Work item
Please restate the records that follow exactly, skipping their images.

Data entries:

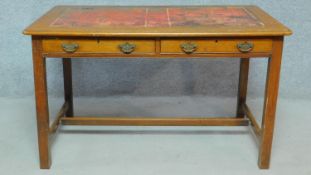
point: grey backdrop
(158, 77)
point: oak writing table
(241, 32)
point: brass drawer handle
(127, 48)
(245, 47)
(188, 47)
(70, 48)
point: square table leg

Output of the task
point: grey backdrop
(158, 77)
point: oak writing table
(241, 32)
point: brass drawer handle
(127, 48)
(245, 47)
(188, 47)
(70, 48)
point: square table leg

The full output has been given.